Rewrite the stretch from the line containing "task: trace the outline of the <item>light-colored" through the line containing "21), (412, 9)]", keeping every line, but multiply each outline coordinate by 0.75 and round to whole numbers, with halves rounded up. Return only those lines.

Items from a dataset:
====
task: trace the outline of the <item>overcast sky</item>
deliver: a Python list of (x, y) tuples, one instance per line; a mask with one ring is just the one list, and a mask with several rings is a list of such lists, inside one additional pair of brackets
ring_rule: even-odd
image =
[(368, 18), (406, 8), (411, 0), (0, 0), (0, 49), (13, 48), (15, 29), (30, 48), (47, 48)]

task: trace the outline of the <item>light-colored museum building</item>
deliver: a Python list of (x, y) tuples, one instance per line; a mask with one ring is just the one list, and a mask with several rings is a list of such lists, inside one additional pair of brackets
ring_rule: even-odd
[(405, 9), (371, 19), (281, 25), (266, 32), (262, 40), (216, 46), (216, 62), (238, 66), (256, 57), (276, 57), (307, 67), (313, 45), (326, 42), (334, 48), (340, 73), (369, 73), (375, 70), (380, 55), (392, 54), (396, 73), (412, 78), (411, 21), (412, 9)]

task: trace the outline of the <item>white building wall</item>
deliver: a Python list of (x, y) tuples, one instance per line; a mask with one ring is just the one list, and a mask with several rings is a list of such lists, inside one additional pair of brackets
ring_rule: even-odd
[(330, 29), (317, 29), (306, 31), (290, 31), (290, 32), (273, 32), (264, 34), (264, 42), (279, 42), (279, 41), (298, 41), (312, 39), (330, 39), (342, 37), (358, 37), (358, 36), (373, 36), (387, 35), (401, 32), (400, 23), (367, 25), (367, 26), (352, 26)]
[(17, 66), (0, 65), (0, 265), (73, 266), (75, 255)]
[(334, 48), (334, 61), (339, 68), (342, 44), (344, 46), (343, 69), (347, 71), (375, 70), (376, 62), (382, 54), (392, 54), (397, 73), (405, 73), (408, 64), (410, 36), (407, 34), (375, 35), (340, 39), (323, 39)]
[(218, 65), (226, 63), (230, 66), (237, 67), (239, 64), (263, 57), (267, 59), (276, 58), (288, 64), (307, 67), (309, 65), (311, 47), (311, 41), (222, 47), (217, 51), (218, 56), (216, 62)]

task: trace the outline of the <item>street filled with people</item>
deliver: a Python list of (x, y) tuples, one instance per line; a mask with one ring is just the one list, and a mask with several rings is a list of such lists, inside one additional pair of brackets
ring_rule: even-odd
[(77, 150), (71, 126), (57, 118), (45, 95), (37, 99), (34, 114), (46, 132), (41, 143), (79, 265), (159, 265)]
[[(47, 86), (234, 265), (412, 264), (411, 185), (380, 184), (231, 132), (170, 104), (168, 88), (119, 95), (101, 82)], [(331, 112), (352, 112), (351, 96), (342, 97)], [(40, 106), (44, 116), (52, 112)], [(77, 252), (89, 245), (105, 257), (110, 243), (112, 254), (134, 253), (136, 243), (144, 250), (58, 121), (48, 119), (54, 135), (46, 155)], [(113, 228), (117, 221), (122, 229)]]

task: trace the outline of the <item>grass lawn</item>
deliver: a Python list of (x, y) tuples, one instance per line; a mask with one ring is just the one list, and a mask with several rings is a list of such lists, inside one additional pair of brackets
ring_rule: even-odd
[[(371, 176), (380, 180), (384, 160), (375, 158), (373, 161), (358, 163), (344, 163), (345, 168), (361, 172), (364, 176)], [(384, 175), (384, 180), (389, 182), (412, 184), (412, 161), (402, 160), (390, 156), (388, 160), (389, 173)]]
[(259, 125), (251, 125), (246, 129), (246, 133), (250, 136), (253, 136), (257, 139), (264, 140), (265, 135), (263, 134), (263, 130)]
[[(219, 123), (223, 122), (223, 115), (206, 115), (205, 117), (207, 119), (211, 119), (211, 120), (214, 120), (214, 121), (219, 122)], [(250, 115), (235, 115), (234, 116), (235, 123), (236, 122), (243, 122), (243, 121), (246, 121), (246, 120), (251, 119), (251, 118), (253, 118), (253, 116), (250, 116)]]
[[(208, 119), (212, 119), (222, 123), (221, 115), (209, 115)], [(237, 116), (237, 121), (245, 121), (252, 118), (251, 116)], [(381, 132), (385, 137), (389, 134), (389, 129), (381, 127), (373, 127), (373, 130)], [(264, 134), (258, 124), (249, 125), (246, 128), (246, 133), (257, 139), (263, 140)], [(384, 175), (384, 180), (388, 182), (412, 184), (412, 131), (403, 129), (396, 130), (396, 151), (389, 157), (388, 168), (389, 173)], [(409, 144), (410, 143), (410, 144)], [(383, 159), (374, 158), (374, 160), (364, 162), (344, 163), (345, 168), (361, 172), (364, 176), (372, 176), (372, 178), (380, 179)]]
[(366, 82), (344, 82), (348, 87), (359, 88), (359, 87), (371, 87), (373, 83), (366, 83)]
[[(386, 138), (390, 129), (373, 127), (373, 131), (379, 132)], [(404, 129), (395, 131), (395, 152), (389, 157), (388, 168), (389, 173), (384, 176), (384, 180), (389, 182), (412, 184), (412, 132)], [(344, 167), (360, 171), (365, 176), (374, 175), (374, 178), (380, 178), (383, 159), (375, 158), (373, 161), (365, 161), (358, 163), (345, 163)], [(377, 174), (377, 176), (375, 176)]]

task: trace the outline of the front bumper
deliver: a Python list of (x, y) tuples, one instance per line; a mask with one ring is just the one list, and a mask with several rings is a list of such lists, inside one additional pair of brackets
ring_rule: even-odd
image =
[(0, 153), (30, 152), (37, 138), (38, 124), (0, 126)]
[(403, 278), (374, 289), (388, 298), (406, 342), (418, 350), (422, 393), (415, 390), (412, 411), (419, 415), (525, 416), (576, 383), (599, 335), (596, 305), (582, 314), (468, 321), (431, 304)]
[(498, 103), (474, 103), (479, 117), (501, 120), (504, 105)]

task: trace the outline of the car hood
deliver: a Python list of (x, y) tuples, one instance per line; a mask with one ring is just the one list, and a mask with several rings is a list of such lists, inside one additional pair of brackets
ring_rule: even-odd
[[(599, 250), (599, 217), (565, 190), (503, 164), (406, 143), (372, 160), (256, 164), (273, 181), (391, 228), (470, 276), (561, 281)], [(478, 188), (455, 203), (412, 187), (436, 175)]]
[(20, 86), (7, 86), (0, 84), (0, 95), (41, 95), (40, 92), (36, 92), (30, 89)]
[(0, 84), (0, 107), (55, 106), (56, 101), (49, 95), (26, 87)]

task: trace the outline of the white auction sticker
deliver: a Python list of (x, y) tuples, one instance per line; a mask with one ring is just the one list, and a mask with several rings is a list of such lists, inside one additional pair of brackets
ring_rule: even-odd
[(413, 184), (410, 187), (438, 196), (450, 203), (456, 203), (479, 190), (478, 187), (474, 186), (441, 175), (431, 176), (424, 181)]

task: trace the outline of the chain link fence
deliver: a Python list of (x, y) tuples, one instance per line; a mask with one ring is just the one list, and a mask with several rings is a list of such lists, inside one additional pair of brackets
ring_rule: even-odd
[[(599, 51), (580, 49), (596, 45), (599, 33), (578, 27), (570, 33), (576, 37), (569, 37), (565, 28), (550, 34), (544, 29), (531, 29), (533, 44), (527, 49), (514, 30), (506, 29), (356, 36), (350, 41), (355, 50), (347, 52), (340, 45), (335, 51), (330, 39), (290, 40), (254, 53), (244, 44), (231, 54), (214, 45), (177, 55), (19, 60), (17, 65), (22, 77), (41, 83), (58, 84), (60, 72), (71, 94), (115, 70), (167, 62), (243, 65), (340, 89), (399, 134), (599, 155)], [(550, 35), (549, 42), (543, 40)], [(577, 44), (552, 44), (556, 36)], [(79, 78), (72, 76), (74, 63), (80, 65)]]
====
Problem solution:
task: trace the outline of the <item>light-colored museum building</item>
deliver: a Python list of (x, y) tuples, one instance per line; a mask with one ring is just the one list, and a mask with several rings is a list of such lists, inside one additional pair of brackets
ring_rule: even-odd
[(304, 7), (278, 14), (211, 19), (200, 24), (197, 30), (162, 35), (162, 47), (179, 50), (192, 43), (207, 43), (230, 50), (235, 34), (245, 32), (251, 36), (255, 55), (277, 55), (281, 53), (285, 41), (294, 41), (297, 55), (309, 59), (308, 16), (309, 7)]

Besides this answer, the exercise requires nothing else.